— start —

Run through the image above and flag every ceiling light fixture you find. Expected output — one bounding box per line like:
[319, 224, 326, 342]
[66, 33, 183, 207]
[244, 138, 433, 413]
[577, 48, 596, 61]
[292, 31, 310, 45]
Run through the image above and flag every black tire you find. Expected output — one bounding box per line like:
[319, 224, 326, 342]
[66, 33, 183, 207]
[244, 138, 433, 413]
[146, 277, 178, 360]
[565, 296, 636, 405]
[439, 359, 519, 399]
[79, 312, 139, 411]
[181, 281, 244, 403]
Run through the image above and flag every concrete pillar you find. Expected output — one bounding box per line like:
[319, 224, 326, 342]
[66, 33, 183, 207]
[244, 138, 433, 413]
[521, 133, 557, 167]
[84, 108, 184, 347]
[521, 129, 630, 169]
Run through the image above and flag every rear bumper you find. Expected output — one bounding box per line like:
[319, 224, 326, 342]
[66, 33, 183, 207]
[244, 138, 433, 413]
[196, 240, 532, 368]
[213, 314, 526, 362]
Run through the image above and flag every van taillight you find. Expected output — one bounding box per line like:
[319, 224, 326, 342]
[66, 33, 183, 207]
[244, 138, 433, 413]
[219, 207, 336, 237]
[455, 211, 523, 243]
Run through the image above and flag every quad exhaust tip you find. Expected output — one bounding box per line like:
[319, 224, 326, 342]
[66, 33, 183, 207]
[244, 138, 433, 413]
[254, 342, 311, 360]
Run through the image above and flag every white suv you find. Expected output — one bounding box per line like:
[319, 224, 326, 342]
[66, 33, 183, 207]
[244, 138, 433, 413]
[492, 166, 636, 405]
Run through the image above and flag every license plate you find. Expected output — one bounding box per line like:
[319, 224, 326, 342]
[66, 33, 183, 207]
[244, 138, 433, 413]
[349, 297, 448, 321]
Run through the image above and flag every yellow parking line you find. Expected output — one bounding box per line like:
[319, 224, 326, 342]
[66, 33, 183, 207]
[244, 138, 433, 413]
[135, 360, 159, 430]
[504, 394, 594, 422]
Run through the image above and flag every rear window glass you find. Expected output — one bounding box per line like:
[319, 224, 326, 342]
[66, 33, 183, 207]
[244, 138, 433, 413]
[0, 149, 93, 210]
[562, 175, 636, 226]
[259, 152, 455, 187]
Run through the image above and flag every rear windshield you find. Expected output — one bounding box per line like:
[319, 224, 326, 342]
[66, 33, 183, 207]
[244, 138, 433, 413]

— end —

■ **WORK INSTRUCTIONS**: Starting at the line that has "Run through the image above and flag every rear window" and ending after the last of the lines, write those lines out again with the requests included. Multiply each bounding-box coordinate in the answers by 0.7 and round to a whole number, rounding halves up, but leave the requests and their sample boxes unchanged.

■ **RESULT FOR THIS TASK**:
Run through the image above and flag every rear window glass you find. Expected output — one bounding box per line like:
[319, 224, 326, 342]
[66, 33, 183, 207]
[244, 138, 433, 413]
[0, 104, 65, 147]
[393, 123, 445, 158]
[181, 106, 319, 131]
Run through the image above and flag every rear windshield you find. Expected output — one bounding box per line like:
[319, 224, 326, 342]
[66, 33, 183, 207]
[244, 138, 433, 413]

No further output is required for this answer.